To do
Proceed with the passage on targeted reproductive management in dairy herds, writing on from its last sentence.

Extract to read
※ ※ ※
This is exactly the barrier that targeted reproductive management (TRM) faces. TRM is not a program for herds that are struggling; it is the next step for operations that are already performing well (with 21-day pregnancy rates at or above approximately 30%) and want to reduce cow handling, decrease the number of hormonal injections and make smarter use of the activity monitoring technology they have already invested in. But adopting TRM requires a shift in how we evaluate reproductive success because the metrics that made sense under blanket synchronization do not tell the full story under a targeted approach.

How TRM works

TRM uses activity monitoring data to sort cows into two groups before enrollment into a timed-A.I. program. Cows that have demonstrated at least one estrus event by approximately 50 days in milk (DIM) are classified as estrus cows. These animals, typically 40% to 50% of the herd, do not receive hormonal synchronization. Instead, they are allowed to be inseminated at detected estrus as soon as the voluntary waiting period (VWP) ends. Any estrus cow not inseminated within a defined window is then enrolled in a timed-A.I. protocol as a backup. Cows that have not shown estrus by 50 DIM (the anestrus group) are enrolled in a timed-A.I. protocol, such as Double Ovsynch, just as they would be under a blanket synchronization program.
※ ※ ※
Supplied data

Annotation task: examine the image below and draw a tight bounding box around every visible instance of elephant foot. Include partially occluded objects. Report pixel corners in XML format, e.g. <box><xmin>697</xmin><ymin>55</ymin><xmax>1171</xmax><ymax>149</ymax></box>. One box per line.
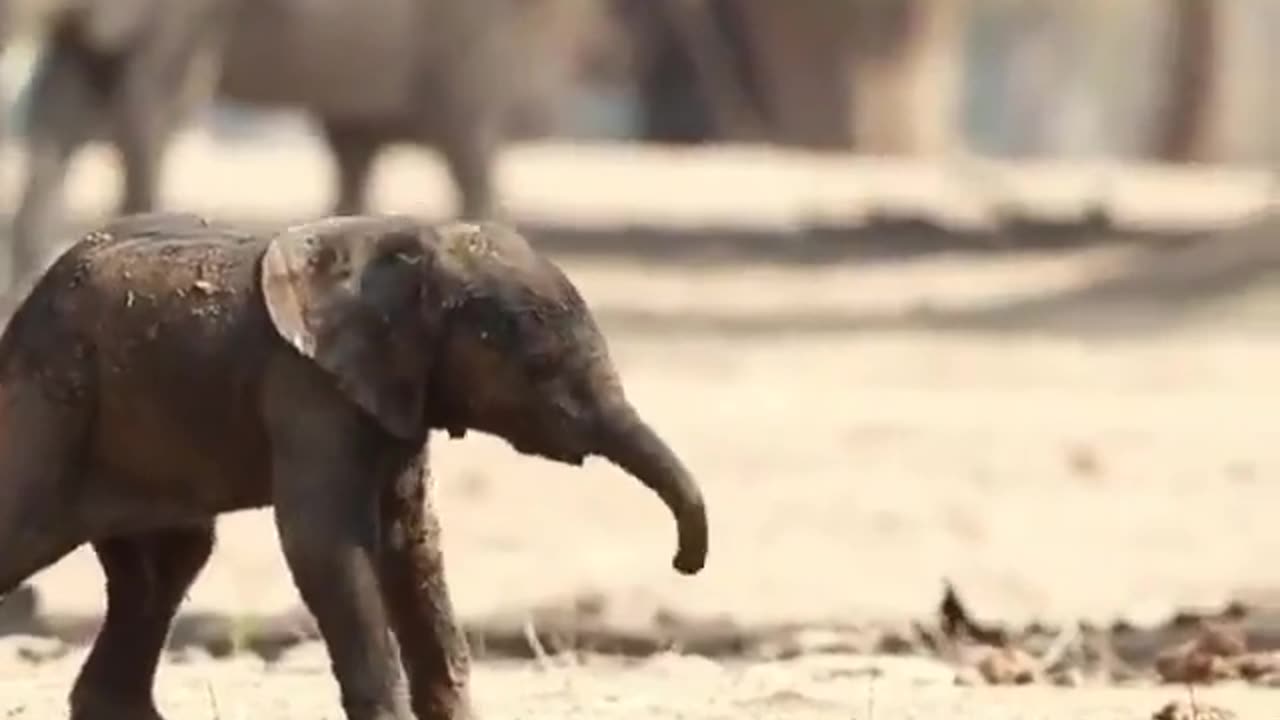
※ ※ ※
Exercise output
The result is that not every cow receives her first A.I. on the same day. Estrus cows may be bred earlier and at varying times after the VWP, depending on when they express heat, while cows that do not show heat follow a fixed-time A.I. schedule. This staggering of first inseminations is a fundamental feature of TRM, and it is the source of the metrics that can initially concern producers.

Why numbers look different under TRM

There are two metrics that commonly decline when a herd transitions from blanket Double Ovsynch to TRM, and both deserve honest discussion.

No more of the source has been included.